## Task directions
Reproduce every one of the lines below unchanged, and leave the pictures out of your copy.

## Recorded data
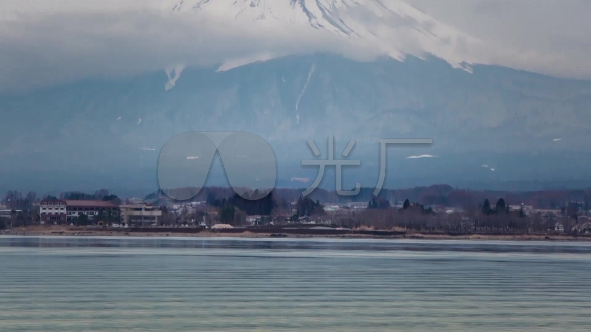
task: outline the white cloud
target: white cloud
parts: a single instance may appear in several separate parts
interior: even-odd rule
[[[430,154],[422,154],[421,155],[411,155],[410,157],[406,157],[405,159],[418,159],[421,158],[436,158],[439,156],[431,155]]]
[[[282,1],[288,3],[267,4],[283,8]],[[591,77],[586,33],[591,20],[584,17],[591,9],[589,2],[405,1],[426,8],[427,14],[407,15],[410,7],[399,0],[383,0],[389,12],[380,12],[371,0],[359,1],[366,5],[362,9],[341,11],[351,28],[365,29],[357,38],[297,20],[235,20],[219,6],[206,15],[164,9],[176,0],[4,0],[0,89],[165,69],[169,79],[163,83],[170,89],[185,66],[217,64],[226,70],[274,57],[324,51],[358,60],[433,53],[457,66],[465,60]]]

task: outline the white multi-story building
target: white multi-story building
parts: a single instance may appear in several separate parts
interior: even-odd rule
[[[41,223],[63,223],[66,221],[66,203],[63,200],[43,200],[39,204]]]
[[[129,226],[145,227],[157,226],[162,211],[151,204],[123,204],[119,206],[121,211],[121,222]]]

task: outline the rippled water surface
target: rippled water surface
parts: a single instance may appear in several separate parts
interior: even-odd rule
[[[591,245],[0,236],[0,331],[589,331]]]

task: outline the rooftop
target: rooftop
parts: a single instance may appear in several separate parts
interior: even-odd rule
[[[68,206],[92,206],[93,207],[117,207],[117,206],[110,201],[66,200],[66,204]]]

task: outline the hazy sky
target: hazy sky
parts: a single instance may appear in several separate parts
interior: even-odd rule
[[[266,3],[272,7],[288,1]],[[434,53],[448,60],[591,79],[591,20],[586,17],[591,12],[591,1],[405,1],[431,17],[417,21],[403,15],[400,21],[387,22],[388,28],[396,30],[383,35],[392,43],[389,47],[415,55]],[[363,60],[384,50],[379,43],[352,42],[298,25],[261,30],[255,25],[220,21],[219,17],[170,15],[166,9],[175,2],[2,0],[0,91],[181,64],[212,66],[239,58],[332,51]],[[392,8],[402,5],[400,0],[382,2]],[[224,12],[220,12],[223,16]],[[346,14],[359,22],[366,19],[375,31],[384,31],[384,22],[376,24],[365,13]],[[417,41],[408,34],[417,27],[434,27],[434,31],[443,31],[443,40],[450,41]]]

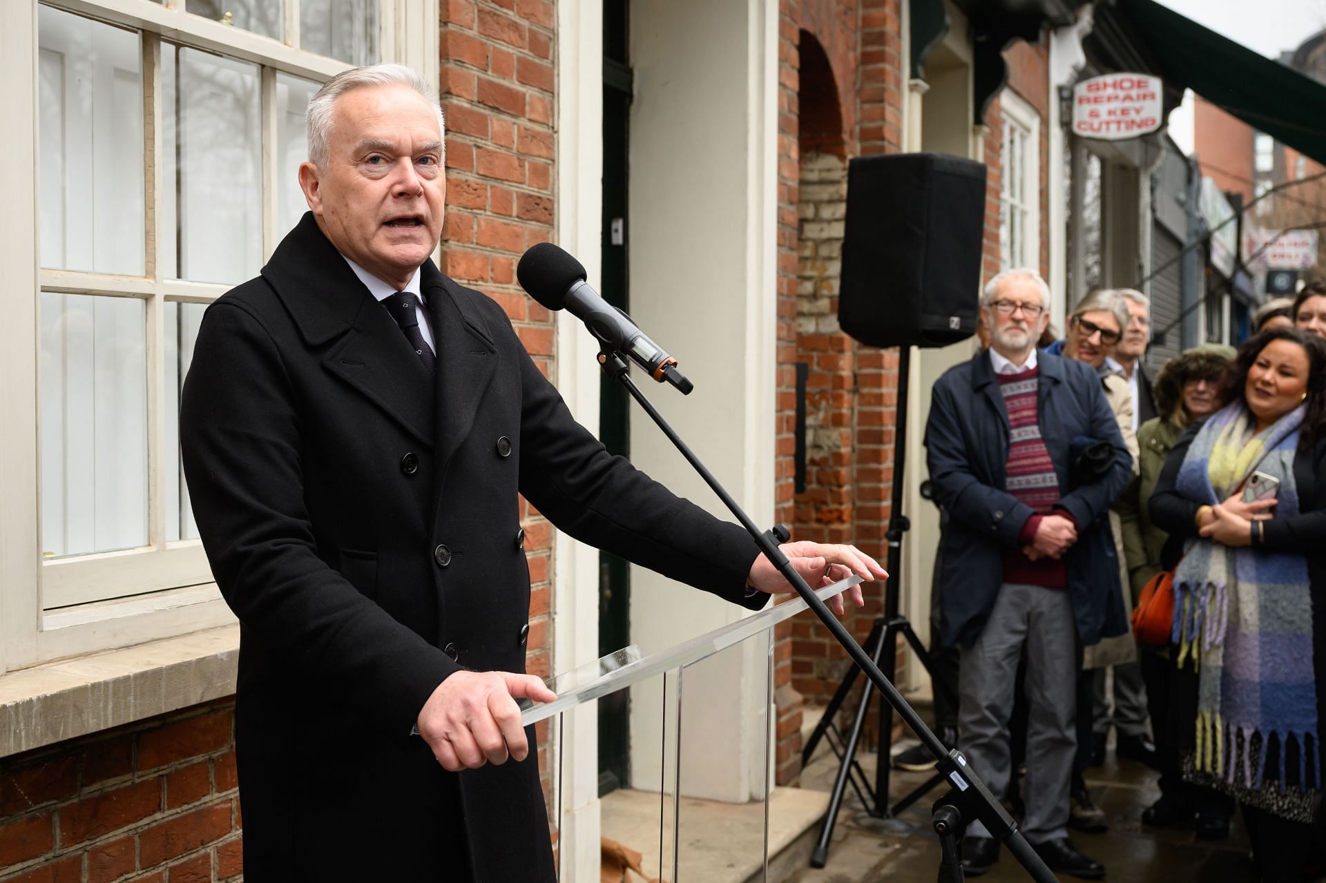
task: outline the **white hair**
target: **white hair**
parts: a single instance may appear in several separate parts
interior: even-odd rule
[[[351,89],[365,86],[410,86],[428,102],[438,115],[438,134],[446,145],[447,126],[442,117],[442,106],[428,82],[412,68],[404,65],[370,65],[367,68],[351,68],[342,70],[337,76],[322,84],[317,94],[309,101],[308,129],[309,129],[309,162],[318,168],[326,168],[328,145],[332,142],[332,130],[335,127],[335,99]],[[446,146],[443,146],[443,162],[446,162]]]
[[[1114,321],[1119,324],[1119,334],[1123,334],[1128,327],[1128,305],[1123,298],[1124,293],[1120,289],[1098,288],[1078,301],[1069,313],[1069,321],[1086,313],[1106,312],[1114,316]]]
[[[1114,290],[1116,293],[1119,293],[1119,294],[1123,294],[1126,298],[1128,298],[1134,304],[1139,304],[1143,308],[1146,308],[1147,316],[1148,317],[1151,316],[1151,298],[1150,297],[1147,297],[1146,294],[1143,294],[1142,292],[1139,292],[1135,288],[1116,288]]]
[[[985,284],[985,297],[981,300],[983,306],[989,306],[994,298],[998,296],[998,286],[1010,278],[1029,278],[1037,284],[1041,289],[1041,306],[1045,308],[1045,313],[1050,312],[1050,286],[1045,284],[1041,274],[1026,266],[1014,266],[1012,269],[1002,270],[994,276],[991,281]]]

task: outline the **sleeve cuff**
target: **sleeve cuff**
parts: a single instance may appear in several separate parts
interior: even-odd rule
[[[1044,517],[1045,516],[1033,514],[1026,520],[1026,524],[1022,525],[1022,532],[1017,534],[1017,541],[1021,545],[1028,546],[1036,540],[1036,532],[1041,526],[1041,518]]]

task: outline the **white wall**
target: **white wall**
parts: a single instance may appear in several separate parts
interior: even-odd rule
[[[603,206],[603,4],[557,4],[557,241],[589,269],[598,286]],[[557,388],[572,414],[598,431],[597,346],[583,324],[557,313]],[[553,558],[553,671],[598,656],[598,550],[557,533]],[[598,704],[560,716],[554,737],[560,773],[561,879],[598,883]]]
[[[647,392],[761,526],[773,517],[776,381],[777,4],[631,4],[631,313],[695,383]],[[636,378],[643,383],[636,371]],[[631,459],[731,520],[648,419]],[[745,615],[654,573],[631,571],[631,639],[646,654]],[[764,666],[724,658],[686,683],[683,793],[741,802],[764,785]],[[633,785],[659,781],[659,696],[631,696]],[[700,765],[703,762],[703,766]],[[656,785],[655,785],[656,786]]]

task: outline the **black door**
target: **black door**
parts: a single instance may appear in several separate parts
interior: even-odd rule
[[[603,0],[603,300],[629,309],[626,266],[626,148],[631,110],[627,0]],[[630,400],[606,377],[599,387],[599,438],[610,453],[630,456]],[[631,570],[598,553],[598,652],[631,643]],[[599,797],[630,784],[629,691],[598,700]]]

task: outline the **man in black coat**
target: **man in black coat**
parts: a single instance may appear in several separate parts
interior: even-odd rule
[[[310,213],[207,310],[180,412],[194,513],[240,620],[245,878],[552,880],[516,705],[553,697],[522,674],[517,495],[733,603],[788,586],[743,529],[607,455],[503,310],[428,260],[443,130],[416,74],[328,82],[309,158]],[[851,546],[788,553],[812,585],[883,575]]]
[[[1037,353],[1048,302],[1034,270],[991,280],[989,350],[932,390],[927,460],[935,502],[948,512],[940,628],[943,644],[961,644],[959,748],[994,794],[1013,772],[1009,717],[1025,652],[1022,830],[1050,870],[1098,879],[1105,868],[1066,829],[1077,656],[1127,626],[1106,513],[1131,476],[1131,455],[1095,371]],[[1087,483],[1071,475],[1082,439],[1113,448],[1105,475]],[[968,834],[963,864],[975,876],[994,863],[998,842],[980,822]]]

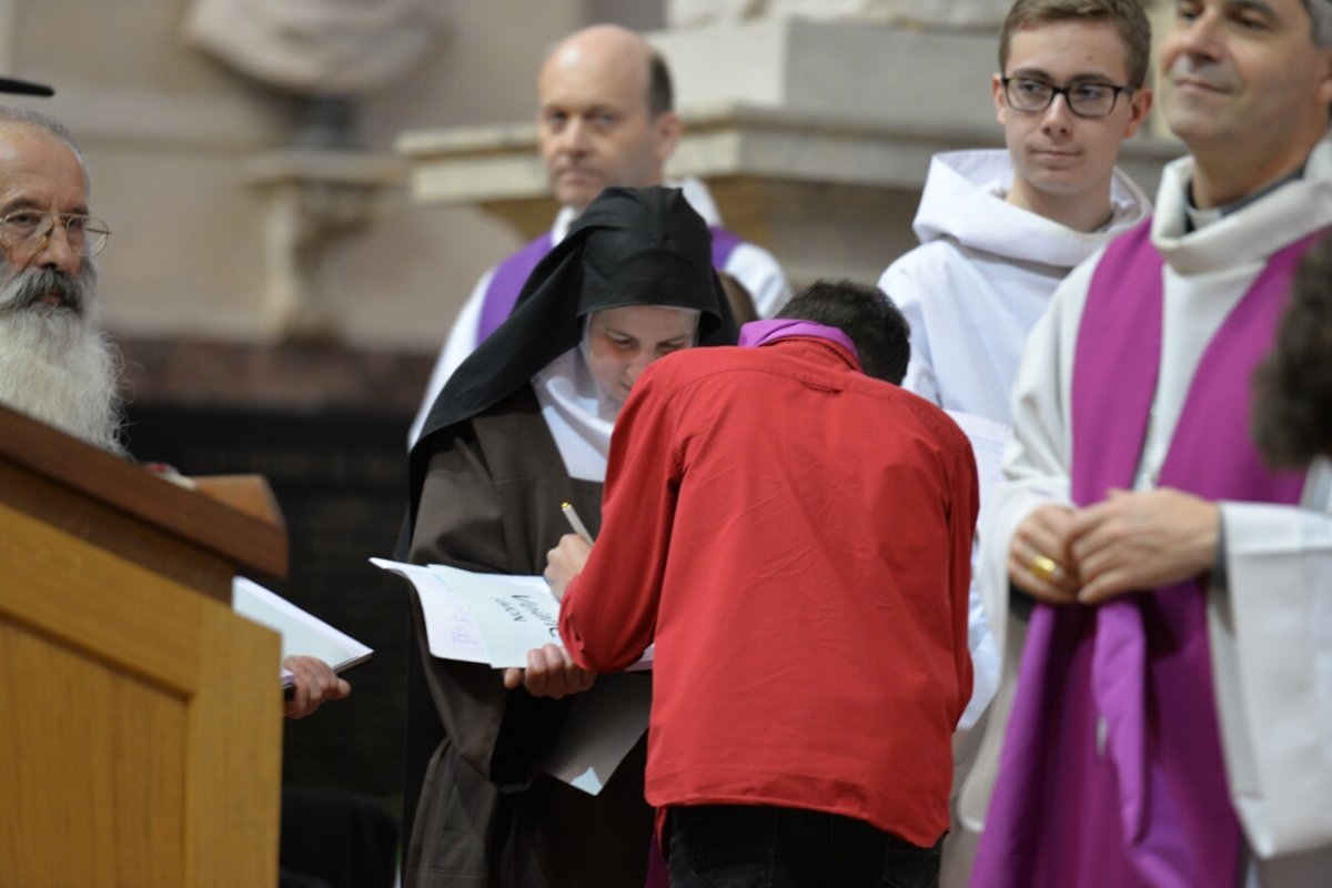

## Full response
task: outline the white cloud
target: white cloud
parts: a single instance may appear in several separate parts
interior: even-odd rule
[[[430,154],[422,154],[421,155],[411,155],[410,157],[406,157],[405,159],[418,159],[421,158],[436,158],[439,156],[431,155]]]
[[[282,1],[288,3],[267,4],[283,8]],[[591,77],[586,33],[591,20],[584,17],[591,9],[589,2],[405,1],[426,8],[427,14],[407,15],[410,7],[399,0],[383,0],[389,12],[380,12],[371,0],[359,1],[366,5],[362,9],[341,11],[351,28],[365,29],[357,38],[297,20],[235,20],[219,6],[206,15],[164,9],[176,0],[4,0],[0,89],[165,69],[169,79],[163,83],[170,89],[185,66],[217,64],[226,70],[274,57],[324,51],[358,60],[433,53],[457,66],[465,60]]]

task: outline the white multi-story building
target: white multi-story building
parts: a single instance may appear in several separate parts
interior: even-odd rule
[[[41,223],[63,223],[66,221],[66,203],[63,200],[43,200],[39,204]]]
[[[129,226],[145,227],[157,226],[162,211],[151,204],[123,204],[119,206],[121,211],[121,222]]]

task: outline the rippled water surface
target: rippled water surface
parts: a single instance may appear in several separate parts
interior: even-odd rule
[[[591,245],[0,236],[0,331],[589,331]]]

task: outline the rooftop
target: rooftop
parts: a single instance may appear in several separate parts
interior: even-odd rule
[[[68,206],[92,206],[93,207],[117,207],[117,206],[110,201],[66,200],[66,204]]]

task: outline the hazy sky
target: hazy sky
parts: a single instance may appear in several separate parts
interior: even-odd rule
[[[266,3],[272,7],[288,1]],[[434,53],[448,60],[591,79],[591,20],[586,17],[591,12],[591,1],[405,1],[431,17],[417,21],[403,15],[400,21],[387,22],[388,28],[396,30],[383,35],[392,43],[389,47],[415,55]],[[363,60],[384,50],[379,43],[352,42],[298,25],[261,30],[255,25],[220,21],[219,17],[170,15],[166,9],[175,2],[2,0],[0,91],[181,64],[212,66],[239,58],[332,51]],[[392,8],[402,5],[400,0],[382,2]],[[224,12],[220,12],[223,16]],[[346,14],[359,22],[366,19],[375,31],[384,31],[384,22],[376,24],[365,13]],[[417,41],[408,34],[417,27],[434,27],[434,31],[443,31],[443,40],[450,41]]]

task: outline the **white hair**
target: **white hair**
parts: a single instance may appear in several separate parts
interior: even-odd rule
[[[351,89],[365,86],[410,86],[428,102],[438,115],[438,134],[446,145],[447,126],[442,117],[442,106],[428,82],[412,68],[404,65],[370,65],[367,68],[351,68],[342,70],[337,76],[322,84],[317,94],[309,101],[308,129],[309,129],[309,162],[318,168],[326,168],[328,145],[332,142],[332,130],[335,127],[335,99]],[[446,146],[443,146],[443,162],[446,162]]]
[[[1114,321],[1119,324],[1119,334],[1123,334],[1128,327],[1128,305],[1123,298],[1124,293],[1120,289],[1098,288],[1078,301],[1069,313],[1069,321],[1086,313],[1106,312],[1114,316]]]
[[[1114,290],[1116,293],[1119,293],[1119,294],[1123,294],[1126,298],[1128,298],[1134,304],[1139,304],[1143,308],[1146,308],[1147,316],[1148,317],[1151,316],[1151,298],[1150,297],[1147,297],[1146,294],[1143,294],[1142,292],[1139,292],[1135,288],[1116,288]]]
[[[985,284],[985,297],[981,300],[983,306],[989,306],[994,298],[998,296],[998,286],[1010,278],[1029,278],[1037,284],[1041,289],[1041,306],[1045,308],[1045,313],[1050,312],[1050,286],[1045,284],[1041,274],[1026,266],[1014,266],[1012,269],[1002,270],[994,276],[991,281]]]

task: outline the **sleeve cuff**
target: **sleeve cuff**
parts: a single instance may appear in several separate parts
interior: even-odd rule
[[[1044,517],[1045,516],[1033,514],[1026,520],[1026,524],[1022,525],[1022,532],[1017,534],[1017,541],[1021,545],[1028,546],[1036,540],[1036,532],[1041,526],[1041,518]]]

task: outline the **white wall**
target: **white wall**
parts: a single instance may appear in several separate parts
interior: even-odd rule
[[[603,206],[603,4],[557,4],[557,241],[589,269],[598,286]],[[557,388],[572,414],[598,431],[597,346],[583,324],[557,313]],[[553,558],[553,671],[598,656],[598,550],[557,533]],[[598,704],[560,716],[554,737],[560,773],[561,879],[598,883]]]
[[[647,392],[761,526],[773,517],[776,381],[777,4],[631,4],[631,313],[695,383]],[[636,378],[643,383],[636,371]],[[631,459],[731,520],[648,419]],[[745,615],[654,573],[631,571],[631,639],[646,654]],[[764,666],[724,658],[686,683],[683,793],[741,802],[764,785]],[[633,785],[659,781],[659,696],[631,696]],[[700,765],[703,762],[703,766]],[[656,785],[655,785],[656,786]]]

task: outline the **black door**
target: **black door**
parts: a single instance may appear in several separate parts
interior: even-odd rule
[[[603,0],[603,300],[629,309],[626,266],[626,148],[631,110],[627,0]],[[630,400],[606,377],[599,387],[599,438],[610,453],[630,456]],[[631,570],[598,553],[598,652],[631,643]],[[599,797],[630,784],[629,691],[598,700]]]

task: outline the **man in black coat**
target: **man in black coat**
parts: a single instance may appear in several separate parts
interior: even-odd rule
[[[310,213],[207,310],[180,412],[194,513],[240,620],[245,878],[552,880],[516,705],[553,697],[522,674],[517,495],[733,603],[788,586],[743,529],[607,455],[503,310],[428,260],[443,130],[416,74],[328,82],[309,158]],[[851,546],[788,553],[812,585],[883,575]]]
[[[1037,353],[1048,302],[1034,270],[991,280],[989,350],[932,390],[927,460],[935,502],[948,512],[940,628],[943,644],[961,644],[959,748],[994,794],[1013,772],[1009,717],[1025,652],[1022,830],[1050,870],[1098,879],[1105,868],[1066,829],[1077,656],[1127,626],[1106,513],[1131,476],[1131,455],[1095,371]],[[1087,483],[1071,475],[1082,439],[1113,448],[1105,475]],[[968,834],[963,864],[975,876],[994,863],[998,842],[980,822]]]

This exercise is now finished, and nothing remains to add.